— start of Data in this exercise —
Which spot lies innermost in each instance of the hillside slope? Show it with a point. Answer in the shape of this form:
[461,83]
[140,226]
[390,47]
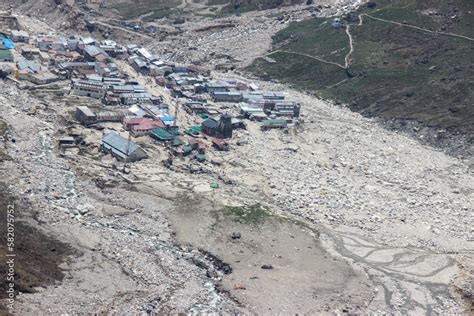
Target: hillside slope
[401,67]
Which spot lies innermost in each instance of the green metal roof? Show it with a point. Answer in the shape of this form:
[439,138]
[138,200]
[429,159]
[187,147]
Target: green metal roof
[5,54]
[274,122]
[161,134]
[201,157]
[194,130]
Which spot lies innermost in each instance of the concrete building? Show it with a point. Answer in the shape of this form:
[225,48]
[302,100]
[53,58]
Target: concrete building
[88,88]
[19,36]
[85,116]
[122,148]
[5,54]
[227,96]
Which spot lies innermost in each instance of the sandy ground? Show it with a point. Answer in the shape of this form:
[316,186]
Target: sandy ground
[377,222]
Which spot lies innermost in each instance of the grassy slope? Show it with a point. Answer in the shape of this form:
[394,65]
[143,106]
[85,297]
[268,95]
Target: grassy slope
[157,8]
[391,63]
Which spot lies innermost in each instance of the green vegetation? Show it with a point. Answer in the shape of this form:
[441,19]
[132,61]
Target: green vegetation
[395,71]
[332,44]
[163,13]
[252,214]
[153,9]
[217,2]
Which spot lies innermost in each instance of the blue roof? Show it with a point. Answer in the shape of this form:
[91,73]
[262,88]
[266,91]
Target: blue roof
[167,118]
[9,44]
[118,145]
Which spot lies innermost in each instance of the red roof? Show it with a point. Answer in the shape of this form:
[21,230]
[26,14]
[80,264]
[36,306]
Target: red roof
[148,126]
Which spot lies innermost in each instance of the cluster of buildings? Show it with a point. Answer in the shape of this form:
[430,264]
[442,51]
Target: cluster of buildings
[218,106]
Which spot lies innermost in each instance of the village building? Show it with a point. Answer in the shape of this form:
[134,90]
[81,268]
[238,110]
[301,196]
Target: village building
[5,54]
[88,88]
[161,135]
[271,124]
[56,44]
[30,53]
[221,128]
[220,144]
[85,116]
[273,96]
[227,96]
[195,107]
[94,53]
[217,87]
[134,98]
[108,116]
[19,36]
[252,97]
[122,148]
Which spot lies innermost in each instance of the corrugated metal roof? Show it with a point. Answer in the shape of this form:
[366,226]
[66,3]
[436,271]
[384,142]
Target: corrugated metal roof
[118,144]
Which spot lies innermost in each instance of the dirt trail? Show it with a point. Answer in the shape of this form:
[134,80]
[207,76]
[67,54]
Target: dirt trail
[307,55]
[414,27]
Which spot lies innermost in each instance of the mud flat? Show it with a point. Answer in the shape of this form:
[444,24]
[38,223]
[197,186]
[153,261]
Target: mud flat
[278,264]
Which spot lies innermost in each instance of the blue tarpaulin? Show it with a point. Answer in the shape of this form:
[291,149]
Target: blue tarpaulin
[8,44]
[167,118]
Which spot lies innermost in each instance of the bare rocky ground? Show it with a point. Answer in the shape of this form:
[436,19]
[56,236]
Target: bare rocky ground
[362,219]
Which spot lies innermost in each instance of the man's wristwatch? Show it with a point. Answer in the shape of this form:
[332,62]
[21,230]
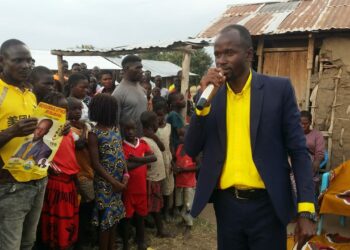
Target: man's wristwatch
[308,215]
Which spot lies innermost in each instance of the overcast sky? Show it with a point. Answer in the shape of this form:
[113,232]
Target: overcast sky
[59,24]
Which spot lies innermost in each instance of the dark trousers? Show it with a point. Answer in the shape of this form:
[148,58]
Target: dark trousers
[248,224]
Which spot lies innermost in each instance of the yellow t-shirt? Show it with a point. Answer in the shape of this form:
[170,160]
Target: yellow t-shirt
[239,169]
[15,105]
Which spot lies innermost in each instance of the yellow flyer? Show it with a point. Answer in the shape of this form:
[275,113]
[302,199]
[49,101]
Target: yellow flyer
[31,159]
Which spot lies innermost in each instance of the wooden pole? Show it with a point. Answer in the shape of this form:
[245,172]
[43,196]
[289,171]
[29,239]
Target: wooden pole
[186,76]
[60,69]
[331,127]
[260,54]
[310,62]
— end of Data in this exercise —
— start of Data in this exercise —
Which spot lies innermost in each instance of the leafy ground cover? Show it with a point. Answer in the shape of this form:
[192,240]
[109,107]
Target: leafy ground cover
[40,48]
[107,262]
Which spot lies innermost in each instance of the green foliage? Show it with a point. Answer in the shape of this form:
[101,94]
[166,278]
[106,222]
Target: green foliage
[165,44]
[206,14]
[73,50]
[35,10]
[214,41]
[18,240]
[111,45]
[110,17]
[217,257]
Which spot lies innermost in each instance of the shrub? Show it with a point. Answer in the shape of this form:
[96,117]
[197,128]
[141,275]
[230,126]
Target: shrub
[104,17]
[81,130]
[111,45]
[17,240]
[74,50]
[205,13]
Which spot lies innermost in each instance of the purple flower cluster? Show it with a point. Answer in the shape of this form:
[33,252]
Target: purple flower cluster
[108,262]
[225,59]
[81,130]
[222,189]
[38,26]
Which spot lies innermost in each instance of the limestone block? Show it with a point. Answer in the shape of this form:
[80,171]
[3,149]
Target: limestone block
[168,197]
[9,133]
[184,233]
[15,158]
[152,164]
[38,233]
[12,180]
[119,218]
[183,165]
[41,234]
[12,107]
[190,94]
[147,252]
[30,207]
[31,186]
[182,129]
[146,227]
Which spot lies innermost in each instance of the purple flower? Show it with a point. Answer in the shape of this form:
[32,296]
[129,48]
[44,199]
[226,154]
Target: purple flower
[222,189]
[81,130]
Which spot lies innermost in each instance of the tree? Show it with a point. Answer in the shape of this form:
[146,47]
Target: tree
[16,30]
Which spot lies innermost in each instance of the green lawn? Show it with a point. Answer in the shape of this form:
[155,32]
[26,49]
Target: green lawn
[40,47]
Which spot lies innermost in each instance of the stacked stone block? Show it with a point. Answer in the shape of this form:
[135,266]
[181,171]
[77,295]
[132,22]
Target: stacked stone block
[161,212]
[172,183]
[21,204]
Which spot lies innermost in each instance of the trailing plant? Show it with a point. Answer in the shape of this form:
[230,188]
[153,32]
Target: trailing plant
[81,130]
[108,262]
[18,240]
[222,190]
— end of Data in this exercise —
— start of Data in this exercise —
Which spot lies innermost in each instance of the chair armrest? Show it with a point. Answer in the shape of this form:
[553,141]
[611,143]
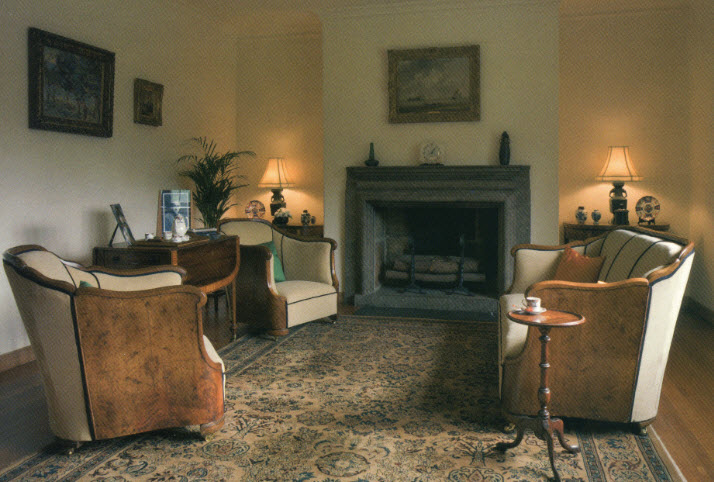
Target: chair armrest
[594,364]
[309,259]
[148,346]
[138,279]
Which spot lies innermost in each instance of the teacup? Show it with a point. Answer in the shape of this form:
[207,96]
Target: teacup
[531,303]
— end of Data in this exercise —
Description of the task: Pull out each line of the items above that contains the string "teacup", counting only matches with the same capitalization.

Result for this task:
Which spot lies innermost in each instance of the teacup? Show it with a point. Answer in the shape of this form:
Target: teacup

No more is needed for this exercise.